United States: You've Got Mail: The NLRB Unlocks Employer Email Systems For Union Organizing And Other Protected Concerted Activity

Last Updated: February 2 2015
Article by Robert K. Sholl and Timothy T. Lecher

In a recent and highly controversial decision, Purple Communications, Inc., 361 NLRB No. 126 (2014), the National Labor Relations Board ("Board") declared that employees have a presumptive right to use their employers' email systems during non-working time to engage in communications protected by Section 7 of the National Labor Relations Act ("NLRA"), such as union organizing efforts or discussions pertaining to wages, hours or working conditions. Notably, the Board reached this holding despite the employer's express rule stating that its email system was to be used for "business purposes only."

The Board's Purple Communications decision marks a sweeping departure from its own prior, long-standing precedent affirming an employer's right to regulate and restrict employee use of company property, including electronic communication systems. Indeed, in Register Guard, 351 N.L.R.B. 1110 (2007), the Board previously stated without qualification that employees "had no statutory right to use the [employer's] email systems for Section 7 matters."

In light of the Board's new position, employers—whether unionized or nonunionized—may no longer lawfully restrict the use of company email systems only to "work-related" or "business-related" purposes. Employees afforded access to an employer's email system must instead be permitted to use that access to communicate with coworkers and/or outside parties regarding matters protected by Section 7 of the NLRA, such as terms and conditions of employment or forming, joining or assisting a labor union.

### Stated exercise
Extract the full article on the NLRB's Purple Communications email decision above, reproducing it word for word.

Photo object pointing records
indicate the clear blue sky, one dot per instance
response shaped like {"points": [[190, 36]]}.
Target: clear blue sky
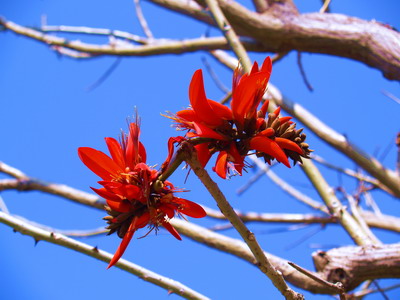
{"points": [[47, 113]]}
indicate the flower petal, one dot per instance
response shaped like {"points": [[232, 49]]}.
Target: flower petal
{"points": [[207, 132], [264, 108], [203, 153], [220, 110], [221, 164], [267, 65], [125, 242], [288, 144], [103, 193], [142, 153], [171, 230], [268, 146], [236, 158], [267, 132], [99, 163], [248, 95], [190, 208], [117, 154], [198, 100], [283, 120], [188, 115]]}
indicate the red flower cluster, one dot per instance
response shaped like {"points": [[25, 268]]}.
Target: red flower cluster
{"points": [[134, 195], [233, 132]]}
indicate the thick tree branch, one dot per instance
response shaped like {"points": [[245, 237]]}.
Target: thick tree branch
{"points": [[354, 260], [389, 181], [55, 238], [366, 41], [216, 240]]}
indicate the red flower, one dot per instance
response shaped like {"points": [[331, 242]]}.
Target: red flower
{"points": [[234, 131], [134, 196]]}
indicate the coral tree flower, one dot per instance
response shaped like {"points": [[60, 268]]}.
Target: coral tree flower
{"points": [[134, 196], [233, 132]]}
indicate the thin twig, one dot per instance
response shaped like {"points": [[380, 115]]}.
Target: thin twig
{"points": [[119, 47], [338, 286], [263, 263], [142, 20], [214, 76], [55, 238], [346, 171], [360, 220], [94, 31], [336, 208], [288, 188], [260, 173], [3, 206], [4, 168], [230, 34], [106, 74], [303, 72]]}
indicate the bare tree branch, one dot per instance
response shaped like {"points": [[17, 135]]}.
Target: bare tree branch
{"points": [[369, 42], [55, 238], [124, 48], [262, 261]]}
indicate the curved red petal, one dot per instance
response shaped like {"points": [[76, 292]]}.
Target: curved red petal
{"points": [[115, 149], [277, 111], [125, 242], [190, 208], [99, 163], [171, 230], [267, 65], [254, 69], [248, 95], [267, 132], [284, 119], [207, 132], [198, 100], [269, 147], [103, 193], [220, 110], [236, 158], [120, 206], [288, 144], [142, 153], [168, 209], [132, 148], [188, 115], [143, 220], [203, 153], [221, 164], [264, 108]]}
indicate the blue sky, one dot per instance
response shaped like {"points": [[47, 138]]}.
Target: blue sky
{"points": [[47, 112]]}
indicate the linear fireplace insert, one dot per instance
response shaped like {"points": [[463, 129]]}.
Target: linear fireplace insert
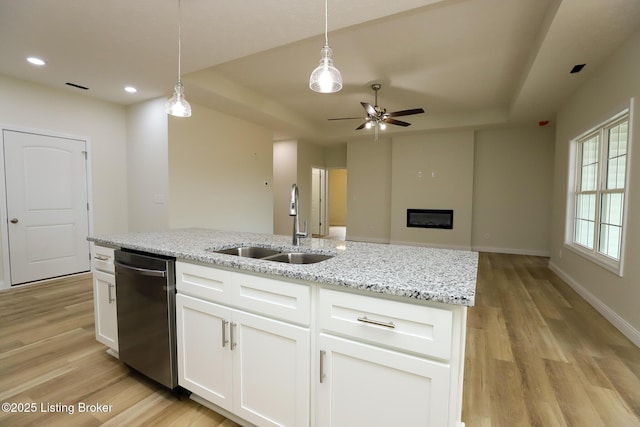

### Solution
United States: You've Got Mail: The NLRB Unlocks Employer Email Systems For Union Organizing And Other Protected Concerted Activity

Last Updated: February 2 2015
Article by Robert K. Sholl and Timothy T. Lecher

In a recent and highly controversial decision, Purple Communications, Inc., 361 NLRB No. 126 (2014), the National Labor Relations Board ("Board") declared that employees have a presumptive right to use their employers' email systems during non-working time to engage in communications protected by Section 7 of the National Labor Relations Act ("NLRA"), such as union organizing efforts or discussions pertaining to wages, hours or working conditions. Notably, the Board reached this holding despite the employer's express rule stating that its email system was to be used for "business purposes only."

The Board's Purple Communications decision marks a sweeping departure from its own prior, long-standing precedent affirming an employer's right to regulate and restrict employee use of company property, including electronic communication systems. Indeed, in Register Guard, 351 N.L.R.B. 1110 (2007), the Board previously stated without qualification that employees "had no statutory right to use the [employer's] email systems for Section 7 matters."

In light of the Board's new position, employers—whether unionized or nonunionized—may no longer lawfully restrict the use of company email systems only to "work-related" or "business-related" purposes. Employees afforded access to an employer's email system must instead be permitted to use that access to communicate with coworkers and/or outside parties regarding matters protected by Section 7 of the NLRA, such as terms and conditions of employment or forming, joining or assisting a labor union.